Reproduce the lines below, substituting "marker" for every occurrence of "keypoint" and leaving everything else unchanged. Omit the pictures from your answer.

Point annotation data —
_____
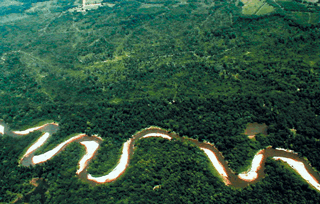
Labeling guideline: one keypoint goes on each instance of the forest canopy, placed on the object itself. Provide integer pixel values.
(202, 69)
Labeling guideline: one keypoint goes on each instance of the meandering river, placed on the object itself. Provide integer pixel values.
(92, 144)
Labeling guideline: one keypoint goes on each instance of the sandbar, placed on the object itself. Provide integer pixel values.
(1, 129)
(217, 165)
(157, 135)
(255, 165)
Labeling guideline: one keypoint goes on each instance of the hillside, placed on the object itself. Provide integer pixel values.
(203, 69)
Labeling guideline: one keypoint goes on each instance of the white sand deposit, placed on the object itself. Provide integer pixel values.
(301, 169)
(27, 131)
(49, 154)
(217, 165)
(91, 148)
(252, 173)
(1, 129)
(37, 144)
(157, 135)
(118, 170)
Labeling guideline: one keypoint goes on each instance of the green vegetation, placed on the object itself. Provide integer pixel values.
(201, 69)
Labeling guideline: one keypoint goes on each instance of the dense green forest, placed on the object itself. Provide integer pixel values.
(200, 68)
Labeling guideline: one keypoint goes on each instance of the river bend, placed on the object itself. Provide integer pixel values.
(92, 144)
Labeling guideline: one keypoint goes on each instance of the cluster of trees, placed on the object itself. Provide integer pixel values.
(203, 72)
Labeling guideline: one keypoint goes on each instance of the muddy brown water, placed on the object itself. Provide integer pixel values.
(232, 179)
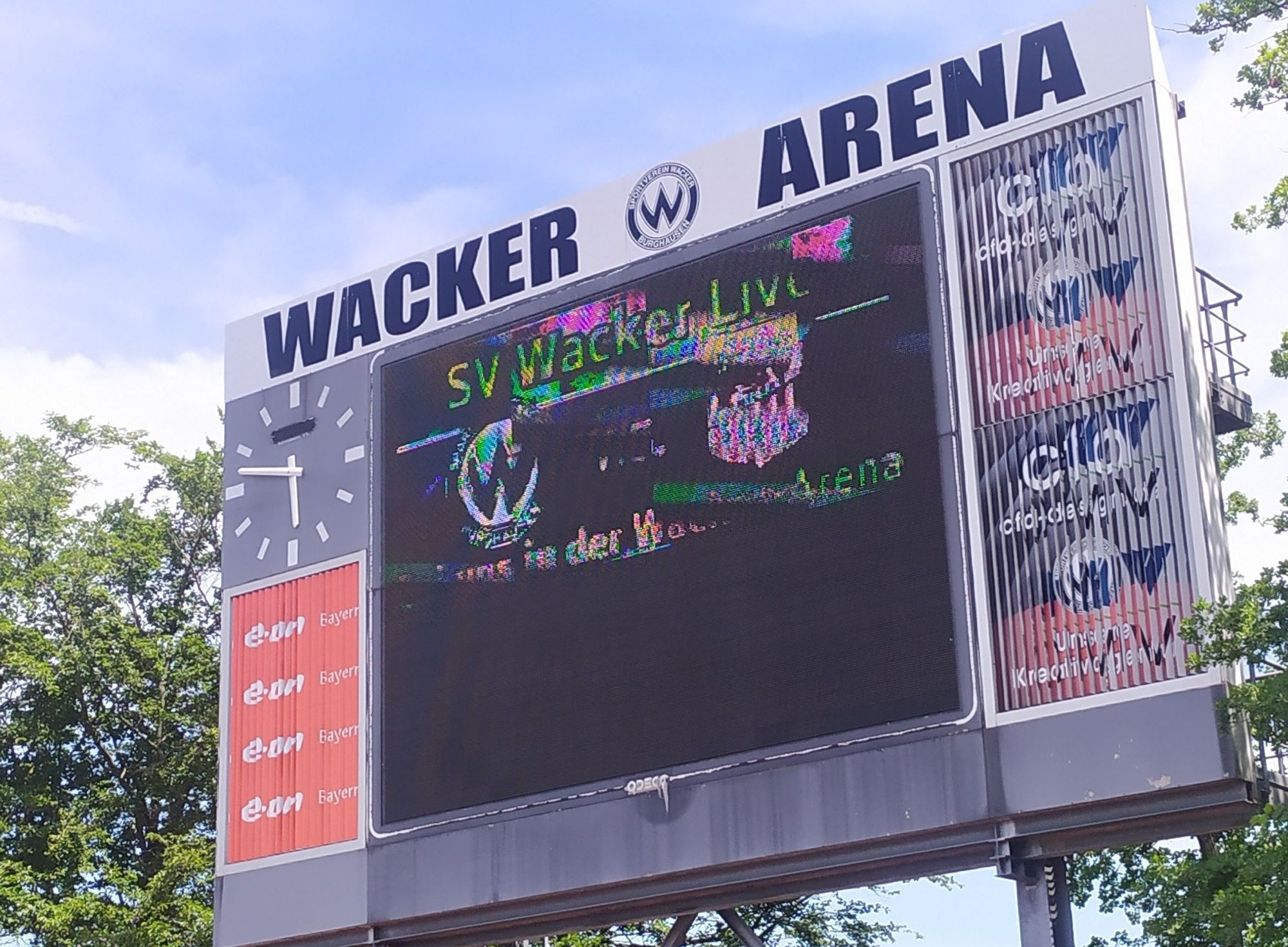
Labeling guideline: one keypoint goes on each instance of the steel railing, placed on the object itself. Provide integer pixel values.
(1220, 335)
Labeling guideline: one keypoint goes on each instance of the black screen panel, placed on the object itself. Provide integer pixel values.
(696, 518)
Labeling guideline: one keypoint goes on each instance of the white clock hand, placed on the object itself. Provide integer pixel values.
(289, 471)
(296, 491)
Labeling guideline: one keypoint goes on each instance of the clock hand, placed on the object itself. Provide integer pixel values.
(289, 471)
(296, 492)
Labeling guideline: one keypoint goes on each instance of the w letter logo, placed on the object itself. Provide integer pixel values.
(663, 206)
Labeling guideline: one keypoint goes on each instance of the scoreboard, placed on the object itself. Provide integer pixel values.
(819, 509)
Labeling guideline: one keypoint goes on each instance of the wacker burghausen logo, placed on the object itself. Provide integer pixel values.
(663, 206)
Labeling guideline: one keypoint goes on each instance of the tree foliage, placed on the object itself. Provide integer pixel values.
(109, 694)
(109, 713)
(1231, 888)
(825, 921)
(1264, 77)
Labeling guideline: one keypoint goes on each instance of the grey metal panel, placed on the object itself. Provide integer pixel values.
(293, 900)
(816, 803)
(1165, 743)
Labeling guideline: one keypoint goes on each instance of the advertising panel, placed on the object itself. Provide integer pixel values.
(294, 716)
(696, 518)
(1059, 265)
(1088, 560)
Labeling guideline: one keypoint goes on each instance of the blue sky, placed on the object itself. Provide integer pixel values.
(167, 169)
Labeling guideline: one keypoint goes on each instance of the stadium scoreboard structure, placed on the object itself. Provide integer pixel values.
(815, 510)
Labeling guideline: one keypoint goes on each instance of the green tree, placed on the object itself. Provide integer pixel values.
(1229, 888)
(824, 921)
(109, 694)
(109, 712)
(1264, 77)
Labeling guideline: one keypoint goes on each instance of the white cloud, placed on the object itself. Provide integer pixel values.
(1232, 158)
(176, 402)
(39, 215)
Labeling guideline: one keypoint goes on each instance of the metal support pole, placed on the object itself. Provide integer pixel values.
(740, 927)
(678, 932)
(1046, 917)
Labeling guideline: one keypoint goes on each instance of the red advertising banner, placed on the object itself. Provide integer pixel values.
(1089, 569)
(1059, 267)
(294, 716)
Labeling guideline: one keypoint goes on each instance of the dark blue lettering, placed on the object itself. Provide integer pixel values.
(846, 124)
(552, 233)
(397, 321)
(905, 115)
(800, 173)
(359, 317)
(502, 259)
(310, 336)
(986, 95)
(1046, 48)
(457, 277)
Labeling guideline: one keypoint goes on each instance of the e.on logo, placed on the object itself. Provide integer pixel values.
(258, 633)
(279, 747)
(279, 806)
(283, 688)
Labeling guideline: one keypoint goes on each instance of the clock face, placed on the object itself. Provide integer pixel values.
(296, 476)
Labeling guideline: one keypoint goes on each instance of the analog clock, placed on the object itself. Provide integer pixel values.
(297, 478)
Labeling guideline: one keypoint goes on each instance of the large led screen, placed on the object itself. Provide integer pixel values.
(692, 519)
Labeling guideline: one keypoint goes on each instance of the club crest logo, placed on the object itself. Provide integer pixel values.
(493, 461)
(663, 206)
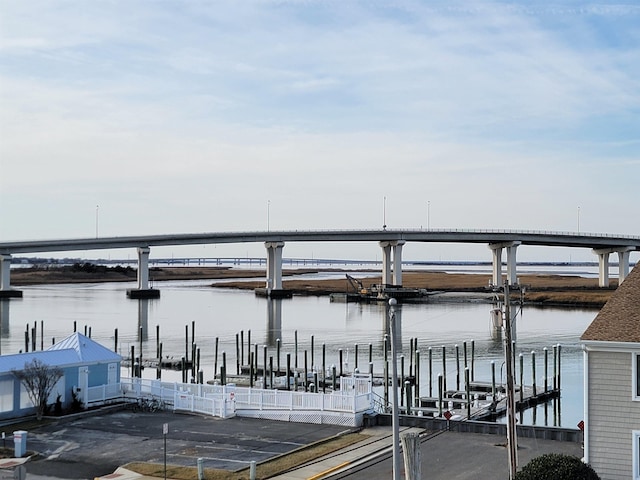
_____
Solved exercise —
Labeling guideline: one marker goes on each instance of the forest canopy, placed on the object itself. Provide integer pixel values.
(202, 69)
Labeling guideline: one marker goes on each instance of the meandering river, placed on the object itself. Provide integer pixel values.
(92, 144)
Labeling guideline: one marker goes on each instance of the sandbar, placed on the object itself. Provide integer pixel values.
(1, 129)
(217, 165)
(157, 135)
(255, 165)
Labeling guideline: one marker goes on each instance of the hillside, placed on the object itself. Provide integer pixel values.
(203, 69)
Labeling guideline: one marker goes on each instance of the white sand deposit, placed on the object itself. Provide integer pixel values.
(301, 169)
(27, 131)
(49, 154)
(217, 165)
(91, 148)
(252, 173)
(1, 129)
(37, 144)
(157, 135)
(118, 170)
Labeling guideline: one marker goes on each instance of the green vegetation, placed on the object itself. Provide integer pixel values.
(201, 69)
Labeling guideline: one marker goes on each instance of the dense green forest, placed on the object itself. Provide integer pixel values.
(200, 68)
Labeling guideline: one marker goes on each instance of the river bend, placed on the object itself. Provide integer pixel values.
(92, 144)
Labeling guideline: one marker goes on each instance of the cluster of trees, placed on the object itself. Provide integer pixel values.
(203, 72)
Labeling guideline: one marker goes on each instance of the muddy brown water, placed on the object itself. Provide integer pixel values.
(232, 179)
Labeling guideline: one marker goes on each instance of the steel railing, placed on the object itself. Provide integer pixel values.
(1220, 335)
Labeling guideline: one marker goes on each instance of the black screen panel, placed on the object itself. Provide integer pixel values.
(696, 518)
Labeling guideline: one marker goes on each instance of the white clock hand, placed on the object itself. Provide integer pixel values.
(289, 471)
(296, 491)
Labeling guideline: one marker goes on each instance of the clock hand, placed on the object itself. Provide integer pixel values.
(289, 471)
(296, 492)
Labeling guideline: one marker goes on each instance of the w letter logo, placed on the object itself. Provide integer pixel values.
(663, 206)
Labeling guideline: one marker goes on each instance of the scoreboard, placed on the object itself. Provide integer pixel values.
(819, 509)
Labeling guideline: one marker goes on each instance of the wacker burghausen logo, placed on the object itself. Provide integer pixel values.
(663, 206)
Labeling guideline: one marker goes on each instance of the tree foliage, placed on the object itself. Provide integer pixel values.
(109, 694)
(109, 713)
(1231, 888)
(825, 921)
(1264, 77)
Labeling guideline: one marker goes on each instance of the grey metal panel, placed on the object itself. Provide integer pixel values.
(293, 900)
(816, 803)
(1165, 743)
Labeling guideline: one marker goes on each instance of the advertising panel, placed on the object itself. Provide integer pixel values.
(294, 716)
(696, 518)
(1059, 265)
(1088, 560)
Labeling guideline: one marker goes on each instance of the blue sky, placed on the object itself. Provide integer pixel values.
(167, 169)
Labeling guideline: one marker goes on each instance of the stadium scoreboard structure, placed on the object itself. Provide integer pixel values.
(815, 510)
Labeling guideline: one marker goes on each instance of the green tree, placed on the object itself. Provide integer pixel values.
(1229, 888)
(824, 921)
(109, 694)
(109, 712)
(1264, 77)
Labeling guideline: one marker goes on each instance of the white cloud, placed on the object itself. Provide integer pixel values.
(1232, 158)
(176, 402)
(39, 215)
Labeling guideline: one marker goes on each instance of the metal support pole, placed on the object itself. Provide integer pixel values.
(740, 927)
(678, 932)
(1046, 917)
Labeling guideline: one marker goes on each instance of the red advertising banner, placed on the object itself. Provide integer pixel values.
(1089, 569)
(1059, 267)
(294, 716)
Labeling guideline: one marker goes on each instance of the dark blue lettering, placed on the object itself. Provide integer pixel values.
(846, 124)
(552, 233)
(397, 321)
(905, 115)
(800, 173)
(359, 317)
(502, 259)
(310, 336)
(986, 95)
(1046, 48)
(457, 277)
Labeling guideline: one marker goes on each instance of the e.on logo, placed on the object itself. Provide integer pixel values.
(258, 633)
(279, 747)
(279, 806)
(283, 688)
Labeling guideline: one marker goes on each instance of the clock face, placed on the object itself. Provide integer pixel values.
(296, 476)
Labeling guideline: one marker goes on each instance of the analog clock, placed on the object itself. Provide integer pixel values.
(297, 478)
Labeling guideline: one marker goes on each instance of the large led screen, placed on the object itself. Provide integer pixel values.
(692, 519)
Labeling guideline: one marker goes on each instance of the club crest logo, placed on the object itself. Provide integer pixel values.
(493, 461)
(663, 206)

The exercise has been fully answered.